Resume the recap of Tiffani Bova's keynote on customer experience below, writing on from the point where it stops.

» Supplied text:
● ● ● ● ● ● ●

Tiffani Bova - Customer Experience is the New Battleground

2019-08-27 by Nikki Nixon

Tiffani Bova - Customer Experience is the New Battleground

Tiffani Bova - Customer Experience is the New Battleground

​Tiffani Bova is a rockstar in her own right. She came up through the world of sales, spent some time at Gartner as a VP, Distinguished Analyst and Fellow, and now serves as the Customer Growth and Innovation at Salesforce, the world’s number one CRM. She is also the author of the book “Growth IQ.”

We had the unique opportunity of hearing her present a dynamic keynote titled “Customer Experience is the New Battleground” at the 2018 TAG Summit. She certainly did not disappoint and our team walked away better understanding what our customers truly value in their experience with us.​

Photo Credit: Tiffani Bova, Salesforce

In case you missed it, we wanted to recap the key points so you can grow your business as well.

Everybody Sells A Job To Be Done

Tiffani spoke about her experience with Uber. Though the ridesharing app takes her from point A to point B just like a taxi does, the customer experience is why she chooses to order a ride through the app instead of hailing a taxi.

One reason is currency. She never has to worry about a credit card working in a foreign country or having the correct type of money to pay for the ride.

“It doesn’t matter where I am in the world, for whatever reason, no credit card machine ever works when I’m in the back of a cab. So, that doesn’t always work in my favor.”

The second reason is taking uber doesn’t require her to do more work for her expense report.

“I never remember how much the ride was and what I paid. And somehow, I stick the receipt in, and I lose the receipt. It never makes it to my expense report, or I have to take a picture of the receipt and it attach it. But, no, now with Uber it connects directly to my expense report. It actually says the time, the day, the ride, my start location, my end location, and all I have to do is say where was I going”

● ● ● ● ● ● ●

» Stored data:
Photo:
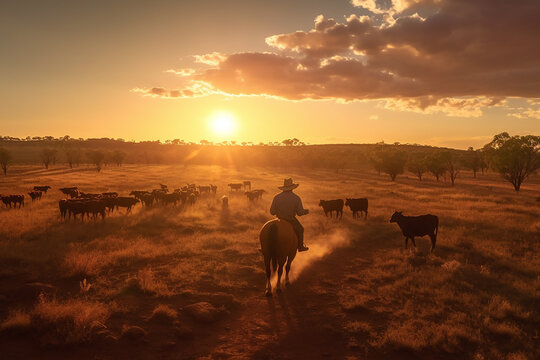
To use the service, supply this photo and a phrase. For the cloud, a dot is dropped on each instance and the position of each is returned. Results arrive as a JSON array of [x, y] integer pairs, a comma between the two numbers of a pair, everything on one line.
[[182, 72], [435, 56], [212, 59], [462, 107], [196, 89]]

● ● ● ● ● ● ●

» Reply to the exercise:
The third reason is for safety. Uber has a GPS on every ride, so her loved ones will know where she is in the event of an emergency.​

“Because of my heavy travel schedule, I feel like someone will know where I was last. So, between American Airlines and Uber, someone will find me.”

Customer Experience is Everything

“I don’t care what else you do in order to grow if your customers have a bad experience it doesn’t matter. You could have the best product in the world, and if it’s tough to use they won’t use it again, and they definitely won’t talk about it.”

Tiffani reminded us that customer experience must be the foundation of any decision we make about our business. Customers will pay more for a better experience, so there is real revenue at stake. The companies that are growing the fastest are the ones that are the most focused on the customer.

“You know, you have a Four Seasons on this side of the street, you have a Holiday Inn on this side of the street. Both do the same job, a place to sleep. Why do people choose one over the other, and pay exponentially more, for one of them versus the other one?”

B2B is really B2C

Tiffani mentioned how consumer experiences are following us into the B2B world. We don’t leave our consumer personalities at home when we show up for work.​

The best news is that if you can create an amazing customer experience, you can justify raising your prices and customers will gladly pay you more.

“Netflix has raised their price four times in the last two years. You might be surprised to know that the cancellation rate has gone down and the activations from free customers non-paying to paying customers have gone up. Why is that possible? Because they’re so maniacally focused on if you can’t find what you’re looking for in 90 seconds or less you will leave. It’s all about that user experience. And by the way, those growth rates that they have, with no salespeople.”

Bad Experience Can Cost You Your Best Customers

57% of customers have stopped buying from a company because of a bad experience. Customer expectations have gotten higher, so companies are being forced to rise to the occasion.

We carry our consumer expectations into work and are frustrated that our work experience has yet to catch up with our consumer lives. Tiffani mentioned a couple of things that are contributing to this notion.

One is speed. We want things in our work lives to happen at the same speed as our consumer lives. You have to be ready to communicate on your customers medium of choice. Is that Facebook messenger? Perhaps it’s chat? Tiffani reminded us to be where our customers are and be ready to engage with them on their terms.​

“It’s sort of all about us. We, as customers, we’re like, “What do you mean you only have service from eight to five? I’m in another state.” Happens to me even with our travel company. It’s based on Pacific Standard time. So, if I’m out on the East coast, and it’s eight o’clock in the morning wherever I am, and I want to call a customer service agent for my flights, it’s considered after hours, which is premium pricing. But it’s 8:00 AM over there.”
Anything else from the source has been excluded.